*DATASET RECORDS:*
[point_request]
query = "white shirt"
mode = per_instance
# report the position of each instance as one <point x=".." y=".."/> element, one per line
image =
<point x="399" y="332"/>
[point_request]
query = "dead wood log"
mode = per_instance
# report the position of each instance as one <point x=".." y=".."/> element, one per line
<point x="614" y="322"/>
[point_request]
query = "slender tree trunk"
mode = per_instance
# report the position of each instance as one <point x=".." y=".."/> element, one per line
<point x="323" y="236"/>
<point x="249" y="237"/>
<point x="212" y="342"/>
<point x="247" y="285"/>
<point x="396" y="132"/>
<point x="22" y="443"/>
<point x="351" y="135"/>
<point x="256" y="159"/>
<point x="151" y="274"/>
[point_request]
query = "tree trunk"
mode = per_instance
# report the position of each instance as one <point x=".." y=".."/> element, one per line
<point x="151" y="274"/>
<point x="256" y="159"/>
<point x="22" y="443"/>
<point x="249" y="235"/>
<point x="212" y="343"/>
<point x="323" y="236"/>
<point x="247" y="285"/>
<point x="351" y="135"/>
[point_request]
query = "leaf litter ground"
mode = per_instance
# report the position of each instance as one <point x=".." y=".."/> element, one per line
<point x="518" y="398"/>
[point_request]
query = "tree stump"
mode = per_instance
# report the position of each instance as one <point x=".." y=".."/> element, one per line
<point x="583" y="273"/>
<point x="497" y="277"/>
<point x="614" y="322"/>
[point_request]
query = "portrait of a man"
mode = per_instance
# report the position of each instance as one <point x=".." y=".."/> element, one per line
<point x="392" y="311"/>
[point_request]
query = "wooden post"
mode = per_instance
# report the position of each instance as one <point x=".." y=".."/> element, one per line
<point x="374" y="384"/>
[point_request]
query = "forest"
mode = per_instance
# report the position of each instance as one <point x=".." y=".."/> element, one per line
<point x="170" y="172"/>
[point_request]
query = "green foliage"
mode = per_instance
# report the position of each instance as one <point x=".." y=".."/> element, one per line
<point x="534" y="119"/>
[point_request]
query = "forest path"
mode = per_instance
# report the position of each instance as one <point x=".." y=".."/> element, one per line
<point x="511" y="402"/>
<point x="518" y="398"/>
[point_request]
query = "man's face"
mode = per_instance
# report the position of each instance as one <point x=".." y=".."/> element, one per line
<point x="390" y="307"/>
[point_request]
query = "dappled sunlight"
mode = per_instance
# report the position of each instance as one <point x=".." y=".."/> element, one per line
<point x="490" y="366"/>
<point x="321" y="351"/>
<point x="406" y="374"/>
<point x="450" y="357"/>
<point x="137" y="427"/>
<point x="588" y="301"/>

*PROBLEM DESCRIPTION:* When you answer, retype all of the material exactly as it appears above.

*ANSWER SPACE:*
[point_request]
query = "white shirt"
mode = per_instance
# report the position of each instance as one <point x=".." y=".."/> element, one per line
image =
<point x="399" y="332"/>
[point_request]
query = "dead wood log"
mode = per_instance
# report the position of each instance as one <point x=".." y=".."/> element, one per line
<point x="614" y="322"/>
[point_request]
query = "slender tree trunk"
mode = per_instance
# report the position of each instance as one <point x=".." y=".."/> element, one per line
<point x="323" y="236"/>
<point x="249" y="237"/>
<point x="212" y="342"/>
<point x="247" y="285"/>
<point x="396" y="132"/>
<point x="22" y="443"/>
<point x="351" y="135"/>
<point x="256" y="159"/>
<point x="151" y="274"/>
[point_request]
query = "tree trunk"
mode = per_instance
# report the position of each instance as one <point x=".." y=".."/> element, one per line
<point x="151" y="274"/>
<point x="256" y="159"/>
<point x="22" y="443"/>
<point x="249" y="235"/>
<point x="212" y="343"/>
<point x="323" y="236"/>
<point x="247" y="285"/>
<point x="351" y="135"/>
[point_request]
query = "leaf litter ground"
mode = per_instance
# report the position of each instance as one <point x=".." y=".."/> element, one per line
<point x="518" y="398"/>
[point_request]
query = "tree stump"
mode = per_instance
# report the position of each instance as one <point x=".." y=".."/> element, one per line
<point x="583" y="273"/>
<point x="497" y="277"/>
<point x="614" y="322"/>
[point_request]
query = "portrait of a man"
mode = per_instance
# report the position of each instance as one <point x=".." y=".."/> element, one per line
<point x="392" y="311"/>
[point_request]
query = "wooden post"
mode = per_instance
# report the position of each instance as one <point x=".." y=".."/> element, one per line
<point x="374" y="384"/>
[point_request]
query = "forest"
mode = per_instance
# report the position of each instance as one <point x=".." y=".."/> element, one per line
<point x="170" y="172"/>
[point_request]
query = "green foliage"
mode = per_instance
# report the position of each instance as one <point x=".." y=".."/> element, one per line
<point x="534" y="119"/>
[point_request]
query = "forest path"
mode = per_instance
# report the position of each instance as one <point x=".." y=".."/> element, one per line
<point x="511" y="402"/>
<point x="518" y="398"/>
[point_request]
query = "man's face"
mode = per_instance
# report the position of each instance as one <point x=".." y=".."/> element, one per line
<point x="390" y="307"/>
[point_request]
query = "dappled sunlight"
mode = per_instance
# report the position of each instance as one <point x=".." y=".."/> element, one per line
<point x="490" y="366"/>
<point x="321" y="351"/>
<point x="406" y="374"/>
<point x="450" y="357"/>
<point x="137" y="427"/>
<point x="588" y="301"/>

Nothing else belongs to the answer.